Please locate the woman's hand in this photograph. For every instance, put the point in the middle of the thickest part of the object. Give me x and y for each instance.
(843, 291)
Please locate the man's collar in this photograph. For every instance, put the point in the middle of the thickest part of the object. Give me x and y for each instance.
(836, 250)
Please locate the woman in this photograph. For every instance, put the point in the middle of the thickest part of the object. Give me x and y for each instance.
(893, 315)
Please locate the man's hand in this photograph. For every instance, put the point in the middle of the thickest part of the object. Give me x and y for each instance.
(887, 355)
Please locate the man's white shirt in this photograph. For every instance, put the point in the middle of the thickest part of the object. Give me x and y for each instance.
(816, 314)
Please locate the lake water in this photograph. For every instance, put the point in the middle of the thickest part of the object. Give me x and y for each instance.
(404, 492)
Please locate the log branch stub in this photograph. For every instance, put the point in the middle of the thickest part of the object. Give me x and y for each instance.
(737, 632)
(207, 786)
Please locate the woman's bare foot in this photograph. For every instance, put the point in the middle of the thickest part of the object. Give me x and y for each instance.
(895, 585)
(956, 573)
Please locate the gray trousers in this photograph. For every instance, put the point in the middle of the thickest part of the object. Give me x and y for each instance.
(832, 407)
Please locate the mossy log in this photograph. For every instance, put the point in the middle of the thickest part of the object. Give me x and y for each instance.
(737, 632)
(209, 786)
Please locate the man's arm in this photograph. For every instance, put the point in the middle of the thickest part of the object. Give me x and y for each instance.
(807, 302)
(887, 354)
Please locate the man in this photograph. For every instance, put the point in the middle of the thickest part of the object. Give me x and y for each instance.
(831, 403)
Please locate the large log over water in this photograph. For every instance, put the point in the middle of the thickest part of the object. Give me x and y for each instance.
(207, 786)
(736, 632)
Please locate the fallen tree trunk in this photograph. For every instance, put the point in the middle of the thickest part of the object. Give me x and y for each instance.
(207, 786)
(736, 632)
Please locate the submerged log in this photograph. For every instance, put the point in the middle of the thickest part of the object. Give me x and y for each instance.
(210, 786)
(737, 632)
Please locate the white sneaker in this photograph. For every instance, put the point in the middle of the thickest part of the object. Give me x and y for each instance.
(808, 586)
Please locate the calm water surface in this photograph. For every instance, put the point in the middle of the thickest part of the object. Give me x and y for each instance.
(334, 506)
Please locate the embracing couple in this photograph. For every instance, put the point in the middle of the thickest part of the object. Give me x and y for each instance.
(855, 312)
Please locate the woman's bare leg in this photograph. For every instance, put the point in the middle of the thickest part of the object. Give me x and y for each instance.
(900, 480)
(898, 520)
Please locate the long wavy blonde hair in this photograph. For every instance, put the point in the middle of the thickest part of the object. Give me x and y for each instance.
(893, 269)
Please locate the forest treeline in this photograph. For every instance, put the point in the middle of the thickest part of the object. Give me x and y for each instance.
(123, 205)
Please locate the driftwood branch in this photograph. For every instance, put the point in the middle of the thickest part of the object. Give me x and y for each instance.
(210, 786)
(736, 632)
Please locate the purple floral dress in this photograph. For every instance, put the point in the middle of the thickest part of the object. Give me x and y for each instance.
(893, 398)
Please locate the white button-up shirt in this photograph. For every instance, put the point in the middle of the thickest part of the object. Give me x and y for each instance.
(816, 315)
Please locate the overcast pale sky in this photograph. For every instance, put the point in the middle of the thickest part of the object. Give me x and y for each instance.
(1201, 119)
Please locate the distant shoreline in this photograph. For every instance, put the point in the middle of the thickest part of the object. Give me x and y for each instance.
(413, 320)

□ □ □ □ □ □ □

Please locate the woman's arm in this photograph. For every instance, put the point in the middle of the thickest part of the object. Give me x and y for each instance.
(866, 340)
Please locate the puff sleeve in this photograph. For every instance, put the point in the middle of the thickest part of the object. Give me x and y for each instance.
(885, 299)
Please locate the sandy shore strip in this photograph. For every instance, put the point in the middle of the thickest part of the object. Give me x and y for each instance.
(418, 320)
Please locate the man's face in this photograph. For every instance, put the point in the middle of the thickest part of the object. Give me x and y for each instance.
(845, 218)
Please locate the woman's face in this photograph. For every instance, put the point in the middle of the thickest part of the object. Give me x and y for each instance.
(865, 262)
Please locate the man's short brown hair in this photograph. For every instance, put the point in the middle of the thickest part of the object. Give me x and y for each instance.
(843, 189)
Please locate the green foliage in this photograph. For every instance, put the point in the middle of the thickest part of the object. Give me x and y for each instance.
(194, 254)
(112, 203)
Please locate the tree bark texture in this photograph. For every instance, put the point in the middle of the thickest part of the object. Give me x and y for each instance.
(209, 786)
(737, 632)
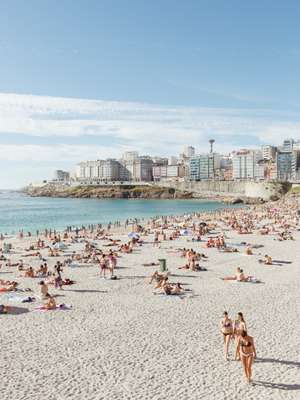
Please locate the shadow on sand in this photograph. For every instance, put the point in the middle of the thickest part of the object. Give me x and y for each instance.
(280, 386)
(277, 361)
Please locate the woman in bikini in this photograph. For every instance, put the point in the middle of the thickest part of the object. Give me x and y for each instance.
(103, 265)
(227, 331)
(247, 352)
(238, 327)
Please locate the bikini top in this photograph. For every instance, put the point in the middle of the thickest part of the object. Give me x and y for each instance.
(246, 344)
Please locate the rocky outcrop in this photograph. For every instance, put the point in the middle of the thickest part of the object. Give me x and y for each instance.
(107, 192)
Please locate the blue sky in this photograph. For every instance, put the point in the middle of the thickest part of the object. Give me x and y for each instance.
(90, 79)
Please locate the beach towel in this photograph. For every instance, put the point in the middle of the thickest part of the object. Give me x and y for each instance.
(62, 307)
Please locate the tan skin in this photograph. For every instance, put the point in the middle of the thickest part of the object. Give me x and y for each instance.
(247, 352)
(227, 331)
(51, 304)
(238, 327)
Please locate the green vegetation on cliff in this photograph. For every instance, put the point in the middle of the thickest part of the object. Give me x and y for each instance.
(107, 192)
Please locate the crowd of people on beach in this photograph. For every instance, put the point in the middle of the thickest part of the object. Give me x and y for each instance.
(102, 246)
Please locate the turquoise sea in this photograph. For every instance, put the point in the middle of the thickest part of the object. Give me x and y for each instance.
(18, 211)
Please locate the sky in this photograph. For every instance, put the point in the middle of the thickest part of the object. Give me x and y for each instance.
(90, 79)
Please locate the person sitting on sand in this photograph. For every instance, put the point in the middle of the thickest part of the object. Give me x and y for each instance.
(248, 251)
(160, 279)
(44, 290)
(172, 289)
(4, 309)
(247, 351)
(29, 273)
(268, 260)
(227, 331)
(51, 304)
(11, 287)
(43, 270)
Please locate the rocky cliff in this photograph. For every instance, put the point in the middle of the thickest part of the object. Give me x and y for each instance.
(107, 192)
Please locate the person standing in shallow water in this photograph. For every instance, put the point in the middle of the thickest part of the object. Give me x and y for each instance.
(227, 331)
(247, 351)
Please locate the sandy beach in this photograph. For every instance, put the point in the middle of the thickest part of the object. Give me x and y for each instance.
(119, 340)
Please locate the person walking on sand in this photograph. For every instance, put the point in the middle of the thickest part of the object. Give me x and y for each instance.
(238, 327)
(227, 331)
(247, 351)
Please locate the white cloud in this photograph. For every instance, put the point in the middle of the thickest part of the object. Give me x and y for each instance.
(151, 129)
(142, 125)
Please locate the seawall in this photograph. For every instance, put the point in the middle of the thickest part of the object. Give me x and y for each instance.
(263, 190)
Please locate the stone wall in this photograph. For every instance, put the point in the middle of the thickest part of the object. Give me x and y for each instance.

□ □ □ □ □ □ □

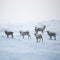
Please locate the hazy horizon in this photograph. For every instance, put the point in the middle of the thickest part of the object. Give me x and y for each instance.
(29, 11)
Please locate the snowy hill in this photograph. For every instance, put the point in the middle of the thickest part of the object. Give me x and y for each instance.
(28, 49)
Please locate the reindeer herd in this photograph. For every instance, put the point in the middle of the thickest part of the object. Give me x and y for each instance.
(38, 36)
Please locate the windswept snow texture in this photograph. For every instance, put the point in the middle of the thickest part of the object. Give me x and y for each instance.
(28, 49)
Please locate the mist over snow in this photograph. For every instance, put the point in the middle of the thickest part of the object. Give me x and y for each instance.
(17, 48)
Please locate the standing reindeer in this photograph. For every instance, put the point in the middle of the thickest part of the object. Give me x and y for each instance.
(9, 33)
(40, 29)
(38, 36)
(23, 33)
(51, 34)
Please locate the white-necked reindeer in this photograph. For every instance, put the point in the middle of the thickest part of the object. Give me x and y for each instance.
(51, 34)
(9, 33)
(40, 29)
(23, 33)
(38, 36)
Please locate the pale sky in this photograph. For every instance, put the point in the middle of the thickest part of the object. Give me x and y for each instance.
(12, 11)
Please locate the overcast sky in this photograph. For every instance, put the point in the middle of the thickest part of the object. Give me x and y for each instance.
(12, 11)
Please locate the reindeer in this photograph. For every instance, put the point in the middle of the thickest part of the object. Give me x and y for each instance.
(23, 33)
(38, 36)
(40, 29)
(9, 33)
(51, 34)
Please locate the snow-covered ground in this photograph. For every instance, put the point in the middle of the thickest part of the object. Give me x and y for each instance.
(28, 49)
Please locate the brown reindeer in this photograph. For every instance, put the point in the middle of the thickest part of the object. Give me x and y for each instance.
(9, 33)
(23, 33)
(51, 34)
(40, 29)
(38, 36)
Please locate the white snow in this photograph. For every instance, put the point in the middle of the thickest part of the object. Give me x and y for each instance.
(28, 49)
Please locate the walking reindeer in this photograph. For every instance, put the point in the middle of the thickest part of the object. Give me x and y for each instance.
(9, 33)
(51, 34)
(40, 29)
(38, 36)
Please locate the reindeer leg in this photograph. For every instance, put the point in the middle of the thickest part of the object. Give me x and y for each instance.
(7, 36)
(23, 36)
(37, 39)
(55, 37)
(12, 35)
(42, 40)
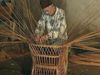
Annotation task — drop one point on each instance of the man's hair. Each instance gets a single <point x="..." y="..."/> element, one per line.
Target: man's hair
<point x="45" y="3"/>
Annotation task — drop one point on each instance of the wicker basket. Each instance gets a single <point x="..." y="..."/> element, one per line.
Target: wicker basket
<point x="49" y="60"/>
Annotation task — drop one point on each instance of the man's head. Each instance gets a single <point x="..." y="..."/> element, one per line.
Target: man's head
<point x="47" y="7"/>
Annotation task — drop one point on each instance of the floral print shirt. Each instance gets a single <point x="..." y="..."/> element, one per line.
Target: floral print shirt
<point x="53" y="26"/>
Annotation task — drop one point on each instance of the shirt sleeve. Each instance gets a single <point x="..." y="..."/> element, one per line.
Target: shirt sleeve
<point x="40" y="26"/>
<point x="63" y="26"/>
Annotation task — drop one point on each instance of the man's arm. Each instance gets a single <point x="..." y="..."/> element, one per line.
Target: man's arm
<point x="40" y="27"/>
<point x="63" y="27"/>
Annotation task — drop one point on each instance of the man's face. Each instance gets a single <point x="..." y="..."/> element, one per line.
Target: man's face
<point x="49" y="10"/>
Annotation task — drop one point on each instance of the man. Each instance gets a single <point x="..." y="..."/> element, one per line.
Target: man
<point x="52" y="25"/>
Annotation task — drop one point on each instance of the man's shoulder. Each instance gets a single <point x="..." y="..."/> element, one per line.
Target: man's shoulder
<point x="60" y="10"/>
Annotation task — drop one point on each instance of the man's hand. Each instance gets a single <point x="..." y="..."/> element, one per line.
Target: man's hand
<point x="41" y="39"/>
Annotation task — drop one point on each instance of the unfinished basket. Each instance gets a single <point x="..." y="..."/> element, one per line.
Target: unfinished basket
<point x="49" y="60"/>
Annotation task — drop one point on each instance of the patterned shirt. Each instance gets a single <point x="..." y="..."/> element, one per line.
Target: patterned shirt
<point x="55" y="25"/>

□ □ □ □ □ □ □

- _Given problem_: Extract every line of the items above that contains the word "print", and copy each one in full.

- _Solution to this problem_:
Annotation task — drop one point on each instance of the floral print shirt. Each instance gets a single <point x="..." y="..."/> element, one per line.
Target: floral print shirt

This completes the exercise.